▸ Instructions to follow
Please output the data exactly, without omitting anything.

== Segment start ==

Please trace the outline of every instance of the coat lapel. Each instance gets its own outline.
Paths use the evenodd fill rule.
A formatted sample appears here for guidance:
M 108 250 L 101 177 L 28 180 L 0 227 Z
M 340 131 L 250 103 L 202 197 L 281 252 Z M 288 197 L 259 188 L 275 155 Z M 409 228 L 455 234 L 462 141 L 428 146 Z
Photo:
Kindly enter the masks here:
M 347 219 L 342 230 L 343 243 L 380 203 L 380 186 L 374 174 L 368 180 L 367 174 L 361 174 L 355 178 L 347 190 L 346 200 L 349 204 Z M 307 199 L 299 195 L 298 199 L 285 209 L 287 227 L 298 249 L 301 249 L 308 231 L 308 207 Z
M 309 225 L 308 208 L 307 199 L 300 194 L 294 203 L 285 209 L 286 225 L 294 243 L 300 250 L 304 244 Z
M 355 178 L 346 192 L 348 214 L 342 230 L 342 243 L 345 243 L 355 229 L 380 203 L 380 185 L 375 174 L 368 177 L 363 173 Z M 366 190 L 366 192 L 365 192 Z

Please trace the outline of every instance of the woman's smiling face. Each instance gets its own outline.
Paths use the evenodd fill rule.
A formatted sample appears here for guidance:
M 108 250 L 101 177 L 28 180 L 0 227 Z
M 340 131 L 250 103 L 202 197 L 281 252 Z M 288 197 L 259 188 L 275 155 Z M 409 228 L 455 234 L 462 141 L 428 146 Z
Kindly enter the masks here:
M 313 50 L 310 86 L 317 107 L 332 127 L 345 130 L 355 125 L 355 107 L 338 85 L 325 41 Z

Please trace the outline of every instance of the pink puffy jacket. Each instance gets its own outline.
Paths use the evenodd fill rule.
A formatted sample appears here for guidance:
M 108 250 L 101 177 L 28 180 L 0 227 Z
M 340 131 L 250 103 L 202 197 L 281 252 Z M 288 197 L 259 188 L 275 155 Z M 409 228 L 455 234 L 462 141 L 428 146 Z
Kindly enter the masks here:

== Segment end ==

▸ Solution below
Please trace the outline of every instance of the coat lapel. Each instance gets its own outline.
Paths use the evenodd fill rule.
A formatted sample appears here for guidance:
M 108 250 L 101 177 L 28 180 L 0 227 Z
M 340 131 L 250 103 L 202 197 L 281 252 Z M 288 197 L 259 188 L 275 155 Z M 409 228 L 455 234 L 462 141 L 428 146 Z
Photo:
Kindly enter the masks here:
M 347 219 L 342 230 L 343 243 L 380 203 L 380 186 L 374 174 L 368 180 L 367 174 L 361 174 L 355 178 L 347 190 L 346 200 L 349 204 Z M 307 199 L 299 195 L 298 199 L 285 209 L 287 227 L 298 249 L 301 249 L 308 231 L 308 207 Z
M 309 225 L 308 208 L 307 199 L 300 194 L 294 203 L 285 209 L 286 225 L 294 243 L 300 250 L 304 244 Z
M 355 178 L 346 192 L 348 214 L 342 230 L 342 243 L 345 243 L 355 229 L 380 203 L 380 185 L 375 174 L 368 177 L 363 173 Z M 366 190 L 366 192 L 365 192 Z

Please trace the outline of every instance of the woman's smiling face. Each instance gets its own outline.
Paths use the evenodd fill rule.
A formatted sample appears here for guidance:
M 108 250 L 101 177 L 28 180 L 0 227 Z
M 340 131 L 250 103 L 202 197 L 281 252 Z M 288 197 L 259 188 L 275 155 Z M 409 228 L 455 234 L 462 141 L 428 146 Z
Kindly enter the masks here:
M 313 50 L 310 86 L 317 107 L 332 127 L 345 130 L 355 125 L 355 107 L 338 85 L 325 41 Z

Please trace the outline of every instance of the pink puffy jacket. Each instance gets its own outline.
Paths use the evenodd fill rule.
A formatted sample appears here for guidance:
M 108 250 L 101 177 L 28 180 L 0 227 Z
M 340 131 L 250 103 L 202 197 L 281 252 Z M 288 197 L 259 188 L 275 155 Z M 409 228 L 455 234 L 462 141 L 428 146 Z
Kindly enter the masks here:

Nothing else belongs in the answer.